* [PATCH] net: tls: Use disable_delayed_work_sync() instead of cancel_delayed_work_sync() in tls_sw_cancel_work_tx()
@ 2026-02-16 9:51 Hyunwoo Kim
2026-02-17 15:37 ` Simon Horman
0 siblings, 1 reply; 5+ messages in thread
From: Hyunwoo Kim @ 2026-02-16 9:51 UTC (permalink / raw)
To: john.fastabend, kuba, sd, davem, edumazet, pabeni; +Cc: horms, netdev, imv4bel
After cancel_delayed_work_sync() is called from tls_sk_proto_close(),
tx_work_handler() can still be scheduled from paths such as the
Delayed ACK handler or ksoftirqd.
As a result, the tx_work_handler() worker may dereference a freed
TLS object.
To prevent this race condition, cancel_delayed_work_sync() is
replaced with disable_delayed_work_sync().
════════
# Given request
Reproduce the TLS patch email word for word, starting at the words "To: john.fastabend, kuba, sd, davem, edumazet, pabeni;" and stopping after "TLS object.".

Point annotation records
════════
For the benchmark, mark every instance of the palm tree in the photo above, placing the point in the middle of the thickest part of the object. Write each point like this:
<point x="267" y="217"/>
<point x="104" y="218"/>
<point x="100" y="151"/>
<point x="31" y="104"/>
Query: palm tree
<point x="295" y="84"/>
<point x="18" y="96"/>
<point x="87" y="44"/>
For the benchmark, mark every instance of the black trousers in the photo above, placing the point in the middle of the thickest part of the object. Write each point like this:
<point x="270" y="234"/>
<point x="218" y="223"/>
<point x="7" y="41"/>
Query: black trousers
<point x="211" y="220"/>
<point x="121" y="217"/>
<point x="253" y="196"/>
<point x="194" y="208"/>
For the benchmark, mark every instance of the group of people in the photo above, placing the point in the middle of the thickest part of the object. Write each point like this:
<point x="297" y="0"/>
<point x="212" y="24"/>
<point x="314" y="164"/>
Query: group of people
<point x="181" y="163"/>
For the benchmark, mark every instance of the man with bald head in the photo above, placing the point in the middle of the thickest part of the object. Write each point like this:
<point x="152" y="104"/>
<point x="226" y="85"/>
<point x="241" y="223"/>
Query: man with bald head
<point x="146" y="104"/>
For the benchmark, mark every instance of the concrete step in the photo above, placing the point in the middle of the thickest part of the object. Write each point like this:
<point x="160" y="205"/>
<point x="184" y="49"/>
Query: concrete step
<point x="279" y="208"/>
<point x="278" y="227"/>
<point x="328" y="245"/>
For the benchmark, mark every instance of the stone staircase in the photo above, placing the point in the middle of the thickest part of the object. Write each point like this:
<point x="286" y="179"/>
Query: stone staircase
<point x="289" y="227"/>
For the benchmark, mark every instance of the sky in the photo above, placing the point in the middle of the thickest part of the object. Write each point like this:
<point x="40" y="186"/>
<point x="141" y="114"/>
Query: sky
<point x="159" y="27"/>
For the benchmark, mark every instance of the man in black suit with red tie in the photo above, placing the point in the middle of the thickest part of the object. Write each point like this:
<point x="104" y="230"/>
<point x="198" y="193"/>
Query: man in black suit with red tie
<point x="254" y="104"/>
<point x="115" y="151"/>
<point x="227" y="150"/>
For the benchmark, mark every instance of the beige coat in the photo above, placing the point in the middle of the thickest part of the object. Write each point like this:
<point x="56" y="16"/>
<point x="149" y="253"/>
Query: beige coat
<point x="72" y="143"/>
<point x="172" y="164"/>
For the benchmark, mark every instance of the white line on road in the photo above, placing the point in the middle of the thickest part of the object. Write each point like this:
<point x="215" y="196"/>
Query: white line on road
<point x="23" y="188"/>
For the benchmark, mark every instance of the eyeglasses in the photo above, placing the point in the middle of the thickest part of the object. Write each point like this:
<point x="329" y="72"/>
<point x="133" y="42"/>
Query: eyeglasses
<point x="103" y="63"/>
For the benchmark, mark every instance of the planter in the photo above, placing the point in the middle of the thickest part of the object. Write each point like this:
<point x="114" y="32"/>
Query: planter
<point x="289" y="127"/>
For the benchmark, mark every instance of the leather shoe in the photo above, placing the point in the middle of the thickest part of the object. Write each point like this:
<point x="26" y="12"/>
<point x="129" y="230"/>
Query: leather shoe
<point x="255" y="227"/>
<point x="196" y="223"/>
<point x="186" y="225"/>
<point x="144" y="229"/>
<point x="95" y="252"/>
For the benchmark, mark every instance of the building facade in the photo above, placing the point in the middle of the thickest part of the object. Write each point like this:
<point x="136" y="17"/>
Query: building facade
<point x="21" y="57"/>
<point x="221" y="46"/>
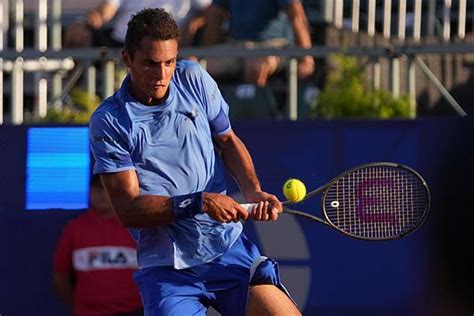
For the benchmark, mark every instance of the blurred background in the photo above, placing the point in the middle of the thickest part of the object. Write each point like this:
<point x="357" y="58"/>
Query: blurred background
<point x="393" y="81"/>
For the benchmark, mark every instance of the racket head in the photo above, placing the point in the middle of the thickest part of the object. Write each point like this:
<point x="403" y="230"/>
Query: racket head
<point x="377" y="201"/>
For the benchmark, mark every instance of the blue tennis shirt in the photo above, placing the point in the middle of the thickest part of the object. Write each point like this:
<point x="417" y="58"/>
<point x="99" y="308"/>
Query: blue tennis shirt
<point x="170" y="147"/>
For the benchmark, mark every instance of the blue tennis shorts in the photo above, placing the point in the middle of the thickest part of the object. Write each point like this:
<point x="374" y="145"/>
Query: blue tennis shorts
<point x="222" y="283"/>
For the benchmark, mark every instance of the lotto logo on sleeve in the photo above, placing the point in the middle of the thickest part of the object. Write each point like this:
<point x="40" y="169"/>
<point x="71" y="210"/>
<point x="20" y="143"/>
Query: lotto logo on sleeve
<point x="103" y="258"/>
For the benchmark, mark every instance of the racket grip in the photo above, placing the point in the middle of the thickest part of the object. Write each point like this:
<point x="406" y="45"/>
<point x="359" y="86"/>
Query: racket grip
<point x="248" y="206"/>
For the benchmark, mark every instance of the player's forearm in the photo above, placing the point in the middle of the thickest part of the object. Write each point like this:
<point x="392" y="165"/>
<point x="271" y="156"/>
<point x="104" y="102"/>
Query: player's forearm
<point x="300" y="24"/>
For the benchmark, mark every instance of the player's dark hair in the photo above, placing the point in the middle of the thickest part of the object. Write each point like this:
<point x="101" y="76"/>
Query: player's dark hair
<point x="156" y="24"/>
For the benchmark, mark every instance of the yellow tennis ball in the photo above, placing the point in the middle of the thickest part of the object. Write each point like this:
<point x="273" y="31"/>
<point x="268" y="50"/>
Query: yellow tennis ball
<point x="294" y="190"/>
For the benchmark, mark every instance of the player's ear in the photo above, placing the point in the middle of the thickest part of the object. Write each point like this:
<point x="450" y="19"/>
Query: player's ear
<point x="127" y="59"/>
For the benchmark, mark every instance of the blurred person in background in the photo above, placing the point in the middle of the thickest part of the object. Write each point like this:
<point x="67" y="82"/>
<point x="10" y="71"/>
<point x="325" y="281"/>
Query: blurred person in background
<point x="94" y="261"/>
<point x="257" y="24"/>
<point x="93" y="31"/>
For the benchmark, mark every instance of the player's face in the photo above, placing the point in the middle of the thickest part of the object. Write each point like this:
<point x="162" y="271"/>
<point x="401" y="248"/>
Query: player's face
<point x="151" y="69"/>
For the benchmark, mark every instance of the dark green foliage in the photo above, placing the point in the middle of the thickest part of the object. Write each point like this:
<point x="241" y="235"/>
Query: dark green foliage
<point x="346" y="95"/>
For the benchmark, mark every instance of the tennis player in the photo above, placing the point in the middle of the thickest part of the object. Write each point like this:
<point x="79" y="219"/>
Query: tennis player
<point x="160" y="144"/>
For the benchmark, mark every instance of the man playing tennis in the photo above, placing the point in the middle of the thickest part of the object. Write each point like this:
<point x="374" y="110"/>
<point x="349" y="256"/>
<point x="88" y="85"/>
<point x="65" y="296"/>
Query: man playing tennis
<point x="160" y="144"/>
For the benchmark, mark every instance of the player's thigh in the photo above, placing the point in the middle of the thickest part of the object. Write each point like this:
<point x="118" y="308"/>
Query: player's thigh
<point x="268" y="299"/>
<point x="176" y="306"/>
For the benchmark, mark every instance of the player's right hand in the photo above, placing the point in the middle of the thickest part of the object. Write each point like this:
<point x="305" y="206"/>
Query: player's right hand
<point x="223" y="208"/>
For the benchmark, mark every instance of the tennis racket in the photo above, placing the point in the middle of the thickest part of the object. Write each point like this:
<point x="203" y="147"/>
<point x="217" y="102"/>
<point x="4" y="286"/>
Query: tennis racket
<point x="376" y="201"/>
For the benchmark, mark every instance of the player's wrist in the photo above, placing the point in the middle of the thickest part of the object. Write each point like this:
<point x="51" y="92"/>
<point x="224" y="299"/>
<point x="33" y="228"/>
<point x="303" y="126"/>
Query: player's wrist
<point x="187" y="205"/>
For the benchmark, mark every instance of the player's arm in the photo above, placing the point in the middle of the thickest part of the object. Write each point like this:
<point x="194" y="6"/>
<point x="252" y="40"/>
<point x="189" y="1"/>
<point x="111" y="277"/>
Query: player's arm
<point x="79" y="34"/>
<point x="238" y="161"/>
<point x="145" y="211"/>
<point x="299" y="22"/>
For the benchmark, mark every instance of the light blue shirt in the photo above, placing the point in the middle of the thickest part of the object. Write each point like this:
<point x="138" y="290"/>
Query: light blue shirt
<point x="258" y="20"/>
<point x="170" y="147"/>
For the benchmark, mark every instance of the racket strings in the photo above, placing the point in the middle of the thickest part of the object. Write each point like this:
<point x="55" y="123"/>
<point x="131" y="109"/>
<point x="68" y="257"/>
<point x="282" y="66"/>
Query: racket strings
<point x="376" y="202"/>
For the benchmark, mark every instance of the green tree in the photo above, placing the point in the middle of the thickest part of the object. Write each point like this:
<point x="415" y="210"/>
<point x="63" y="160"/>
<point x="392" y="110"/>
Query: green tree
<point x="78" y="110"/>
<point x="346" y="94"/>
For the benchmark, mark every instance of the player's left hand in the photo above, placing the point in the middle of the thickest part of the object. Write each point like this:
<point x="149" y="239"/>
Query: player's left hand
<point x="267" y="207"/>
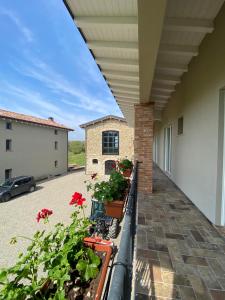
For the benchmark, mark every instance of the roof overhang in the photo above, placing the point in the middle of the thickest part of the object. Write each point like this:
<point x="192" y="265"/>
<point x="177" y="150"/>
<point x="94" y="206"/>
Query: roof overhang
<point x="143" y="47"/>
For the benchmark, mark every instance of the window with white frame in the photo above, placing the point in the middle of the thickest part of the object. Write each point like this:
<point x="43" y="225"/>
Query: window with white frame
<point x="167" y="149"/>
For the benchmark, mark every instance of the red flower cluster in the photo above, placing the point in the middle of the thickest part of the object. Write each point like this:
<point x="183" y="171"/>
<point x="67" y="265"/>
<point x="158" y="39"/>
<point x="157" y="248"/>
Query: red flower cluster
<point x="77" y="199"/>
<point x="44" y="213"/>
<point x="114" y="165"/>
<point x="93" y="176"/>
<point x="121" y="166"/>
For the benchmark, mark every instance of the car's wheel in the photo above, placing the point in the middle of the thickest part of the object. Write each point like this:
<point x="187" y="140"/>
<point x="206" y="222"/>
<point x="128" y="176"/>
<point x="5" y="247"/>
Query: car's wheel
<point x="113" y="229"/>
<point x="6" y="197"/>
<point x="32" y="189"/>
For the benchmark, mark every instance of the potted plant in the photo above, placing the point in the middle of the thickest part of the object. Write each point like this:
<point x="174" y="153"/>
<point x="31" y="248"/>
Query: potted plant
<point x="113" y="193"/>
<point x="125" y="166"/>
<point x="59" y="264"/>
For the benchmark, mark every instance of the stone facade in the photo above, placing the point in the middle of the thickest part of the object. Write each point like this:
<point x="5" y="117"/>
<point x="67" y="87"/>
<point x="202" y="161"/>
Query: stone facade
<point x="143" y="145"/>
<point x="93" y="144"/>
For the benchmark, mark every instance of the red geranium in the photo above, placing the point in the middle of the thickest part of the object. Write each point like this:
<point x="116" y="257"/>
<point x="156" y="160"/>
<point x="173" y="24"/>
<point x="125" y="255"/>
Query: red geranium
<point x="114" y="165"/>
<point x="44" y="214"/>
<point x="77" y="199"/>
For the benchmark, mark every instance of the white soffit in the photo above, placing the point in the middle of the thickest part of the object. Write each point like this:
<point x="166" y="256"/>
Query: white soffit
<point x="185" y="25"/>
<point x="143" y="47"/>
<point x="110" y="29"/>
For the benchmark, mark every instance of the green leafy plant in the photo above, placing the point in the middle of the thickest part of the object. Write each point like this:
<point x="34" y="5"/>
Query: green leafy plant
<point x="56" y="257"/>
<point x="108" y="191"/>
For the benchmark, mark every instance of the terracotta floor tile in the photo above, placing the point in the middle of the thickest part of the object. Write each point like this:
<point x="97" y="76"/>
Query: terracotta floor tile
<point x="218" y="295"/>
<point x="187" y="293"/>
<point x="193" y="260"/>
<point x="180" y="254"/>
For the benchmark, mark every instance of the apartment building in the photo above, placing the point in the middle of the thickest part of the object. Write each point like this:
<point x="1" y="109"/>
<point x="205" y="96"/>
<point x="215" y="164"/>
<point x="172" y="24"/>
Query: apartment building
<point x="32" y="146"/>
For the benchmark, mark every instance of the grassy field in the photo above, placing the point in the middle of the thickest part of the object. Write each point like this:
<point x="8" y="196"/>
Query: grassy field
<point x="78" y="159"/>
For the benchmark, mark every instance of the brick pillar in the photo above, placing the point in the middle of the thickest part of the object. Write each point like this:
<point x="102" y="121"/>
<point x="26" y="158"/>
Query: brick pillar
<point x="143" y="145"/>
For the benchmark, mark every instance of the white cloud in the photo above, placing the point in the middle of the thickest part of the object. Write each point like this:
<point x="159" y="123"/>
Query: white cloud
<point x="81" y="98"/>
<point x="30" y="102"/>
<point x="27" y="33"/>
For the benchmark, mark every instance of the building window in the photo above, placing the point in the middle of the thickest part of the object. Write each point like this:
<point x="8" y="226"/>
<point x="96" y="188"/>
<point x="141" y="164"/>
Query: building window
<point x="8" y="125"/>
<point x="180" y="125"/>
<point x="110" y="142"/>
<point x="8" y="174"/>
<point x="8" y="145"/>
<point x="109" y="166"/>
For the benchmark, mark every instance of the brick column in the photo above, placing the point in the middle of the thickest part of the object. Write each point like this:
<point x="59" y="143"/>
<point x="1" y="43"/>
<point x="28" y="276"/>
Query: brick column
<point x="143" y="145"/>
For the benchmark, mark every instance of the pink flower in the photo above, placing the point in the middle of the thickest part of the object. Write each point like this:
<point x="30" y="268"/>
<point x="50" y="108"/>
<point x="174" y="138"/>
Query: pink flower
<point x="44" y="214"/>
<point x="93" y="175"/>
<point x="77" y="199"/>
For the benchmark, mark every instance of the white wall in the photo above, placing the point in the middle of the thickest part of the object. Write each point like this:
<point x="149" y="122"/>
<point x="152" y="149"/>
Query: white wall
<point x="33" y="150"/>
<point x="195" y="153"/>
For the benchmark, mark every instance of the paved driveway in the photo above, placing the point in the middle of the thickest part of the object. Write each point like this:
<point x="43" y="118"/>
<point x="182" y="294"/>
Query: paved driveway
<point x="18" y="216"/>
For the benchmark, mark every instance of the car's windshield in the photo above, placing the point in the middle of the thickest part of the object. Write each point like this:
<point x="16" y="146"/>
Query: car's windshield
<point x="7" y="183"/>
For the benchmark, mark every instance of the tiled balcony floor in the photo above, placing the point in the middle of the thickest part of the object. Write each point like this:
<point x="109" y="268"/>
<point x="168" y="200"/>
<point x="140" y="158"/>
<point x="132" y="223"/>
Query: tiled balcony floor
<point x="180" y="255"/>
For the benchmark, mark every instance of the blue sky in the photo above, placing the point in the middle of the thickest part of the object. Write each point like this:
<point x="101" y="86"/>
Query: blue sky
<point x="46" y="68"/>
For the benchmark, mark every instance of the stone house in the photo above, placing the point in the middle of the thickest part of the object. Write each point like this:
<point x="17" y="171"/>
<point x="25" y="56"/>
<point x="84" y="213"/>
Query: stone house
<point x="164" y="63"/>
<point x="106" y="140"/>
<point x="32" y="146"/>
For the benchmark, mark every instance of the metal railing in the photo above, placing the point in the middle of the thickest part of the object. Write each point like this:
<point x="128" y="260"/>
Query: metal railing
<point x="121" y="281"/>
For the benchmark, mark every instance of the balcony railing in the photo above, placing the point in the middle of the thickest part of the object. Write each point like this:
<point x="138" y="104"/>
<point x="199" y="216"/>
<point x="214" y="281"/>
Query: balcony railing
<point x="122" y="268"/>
════════
# The completed task
To: john.fastabend, kuba, sd, davem, edumazet, pabeni; +Cc: horms, netdev, imv4bel
After cancel_delayed_work_sync() is called from tls_sk_proto_close(),
tx_work_handler() can still be scheduled from paths such as the
Delayed ACK handler or ksoftirqd.
As a result, the tx_work_handler() worker may dereference a freed
TLS object.